[THE EXERCISE]: Pick up the piece on AMC's secured debt capacity below after its last sentence and keep writing it.

[EXTRACTED TEXT]:
In addition, following a massive rally in AMC’s stock price, affiliates of Silver Lake Group elected to convert all $600 million of the company’s 2.95% convertible senior secured notes due 2026 into common stock at a conversion price of $13.51 per share.

AMC’s capital structure as of Sept. 30, 2020, adjusted for the refinancing of the Odeon credit facility, the conversion of the first lien convertible notes, the issuance of the Mudrick first lien notes, a $5 million amortization payment under the term loan and increased balance sheet cash from recent equity issuances, is illustrated below for reference:
AMC capital structure

Last week, we discussed whether the recent equity issuances and the conversion of the convertible notes provide the company with additional flexibility to incur additional debt and to purchase its outstanding second lien notes in the open market.

In this article, we discuss the company’s ability to incur additional secured debt under its debt documents.

Although the 2025 first lien notes provide the company with significant flexibility to incur additional first lien debt, debt documents governing its other outstanding secured debt likely allow for $50 million of 1.5 lien debt and $100 million of debt secured on a pari basis with the second lien notes.
Increased Secured Debt Capacity From Conversion of Convertible Notes

Oftentimes, when a company repays outstanding debt, its permitted debt capacity under its debt documents may increase by the amount of such repaid debt due to the replenishment of capacity under the baskets from which the debt was incurred.

However, to the extent the repaid debt was permitted to be incurred under debt baskets that specifically permitted the repaid debt to have been incurred, unless the company’s debt documents contemplate the incurrence of refinancing debt regarding the repaid debt after the repaid debt has been repaid, the company will likely not have any additional debt capacity from the repayment of such debt.

We recently analyzed whether the conversion of the first lien convertible notes provides AMC with additional first lien debt capacity and concluded that although the conversion likely provides AMC with additional first lien debt capacity under the 2025 first lien notes, it does not increase capacity under the credit agreement or the 2026 secured notes.
Increased Secured Debt Capacity From Proceeds of Recent Equity Issuances

Although each of AMC’s debt documents provide debt capacity equal to 100% of proceeds from equity issuances, because the contribution debt baskets do not include corresponding lien baskets, the company’s recent equity issuances do not provide the company with any additional secured debt capacity.
Secured Debt Capacity

AMC’s ability to incur additional first lien debt will be governed by its ability to incur pari debt under its first lien debt documents and senior lien debt under the second lien notes. Likewise, its ability to incur 1.5 lien debt will be governed by its ability to incur junior lien debt under its first lien debt documents and senior lien debt under the second lien notes.
Under the Credit Agreement

AMC’s ability to incur debt and liens under the credit agreement is illustrated below. In connection with the issuance of the 2025 first lien notes and July 2026 first lien notes, the credit agreement was amended to conform to the permitted capacities under the 2025 first lien notes and 2026 first lien notes.

Following the issuance of the 2026 July first lien notes, the credit agreement permitted the company to incur $100 million of additional first lien notes and $150 million of junior lien debt using capacity under general debt and lien baskets. The company fully utilized its first lien capacity to issue the Mudrick first lien notes.

[SOURCE MATERIAL]:
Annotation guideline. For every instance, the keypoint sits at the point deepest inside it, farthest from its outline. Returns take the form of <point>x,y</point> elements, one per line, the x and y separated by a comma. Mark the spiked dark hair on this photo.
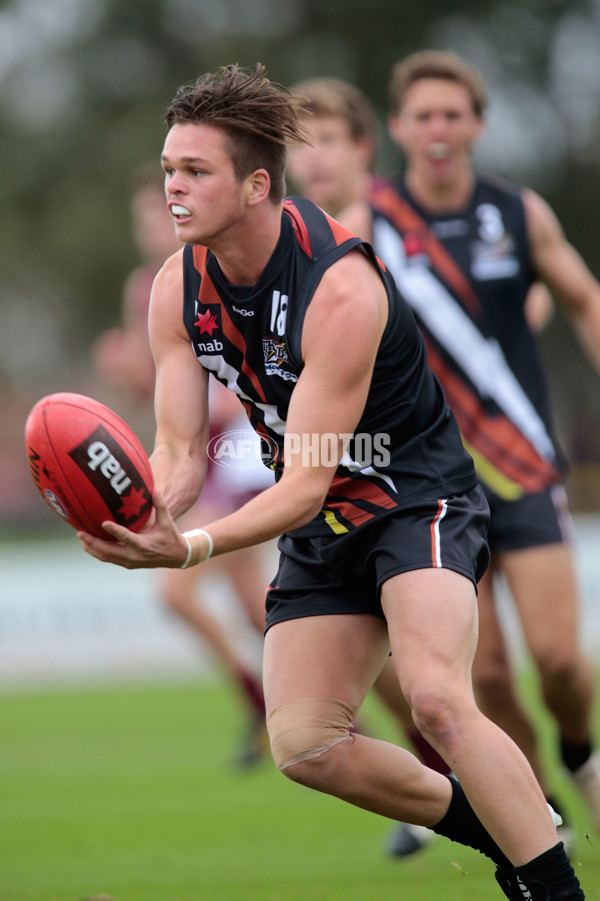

[OUTPUT FOR THIS TASK]:
Taken together, the credit agreement currently permits the company to incur $150 million of junior lien debt.
Under the First and Second Lien Notes

Although, as illustrated below, the debt and lien baskets under the first lien and second lien notes are substantially similar, there is one significant difference that results in the 2025 first lien notes currently providing the company with significant additional first lien debt capacity and the 2026 first and second lien notes providing it with limited additional first lien debt capacity.

Credit Facilities Debt Baskets

All of the secured notes permit AMC to incur first lien debt under credit facilities debt baskets not to exceed $2.25 billion, plus additional amounts in compliance with a 3x first lien leverage ratio, plus:

  • Under the 2025 first lien notes, the greater of $700 million, less outstanding 2025 first lien notes on the issue date and 75% of EBITDA.



  • Under the July 2026 first lien notes and second lien notes, the greater of $100 million and if 75% of EBITDA is at least $700 million, 75% of EBITDA, less $700 million.



  • Under the Mudrick first lien notes, if 75% of EBITDA is at least $800 million, 75% of EBITDA, less $800 million.


Although each indenture requires outstanding debt under the credit agreement at issuance to be deemed incurred under the credit facilities debt baskets at issuance, not only is there no explicit restriction on reclassifying such outstanding debt to other debt and lien baskets after issuance, but there is also no requirement that such outstanding debt utilize the $2.25 billion basket to the extent the company could meet a 3x first lien leverage test and classify such debt as having been incurred under the 3x first lien leverage test.

While AMC was unable to meet the 3x first lien leverage test when the 2026 secured notes were issued (based on financials for the June 2020 quarter for the issuance of the July 2026 first lien notes and second lien notes and based on financials for the December 2020 quarter for the issuance of the Mudrick first lien notes), when the 2025 first lien notes were issued in April, based on financials for the March 2020 quarter, pro forma for the issuance of the 2025 first notes notes, the company’s first lien leverage was about 2.8x.

As a result, under the 2025 first lien notes, outstanding debt under the credit agreement could have been deemed incurred under the 3x first lien leverage component, leaving the $2.25 billion component unused. Under the 2026 secured notes, in comparison, outstanding debt under the credit agreement has to have utilized the $2.25 billion.

However, whereas the 2026 first lien notes and second lien notes included separate baskets permitting the other 2026 first lien notes other than the Mudrick first lien notes (the Mudrick first lien notes also include a separate basket permitting the Mudrick first notes), the 2025 first lien notes did not.

Taken together, as illustrated below, although the 2025 first lien notes’ credit facilities debt basket currently permits the company to incur almost $2 billion of additional first lien debt, the 2026 secured notes’ credit facilities debt baskets likely only permit an additional $50 million of first lien debt.

General Debt, General Liens Baskets

While the 2025 first lien notes permit additional first lien debt using capacity under a general-purpose liens basket that can be paired with a larger general-purpose debt basket, the 2026 secured notes’ general-purpose liens baskets can only be used to incur $150 million of additional debt secured by liens that are pari with the 2026 second lien notes.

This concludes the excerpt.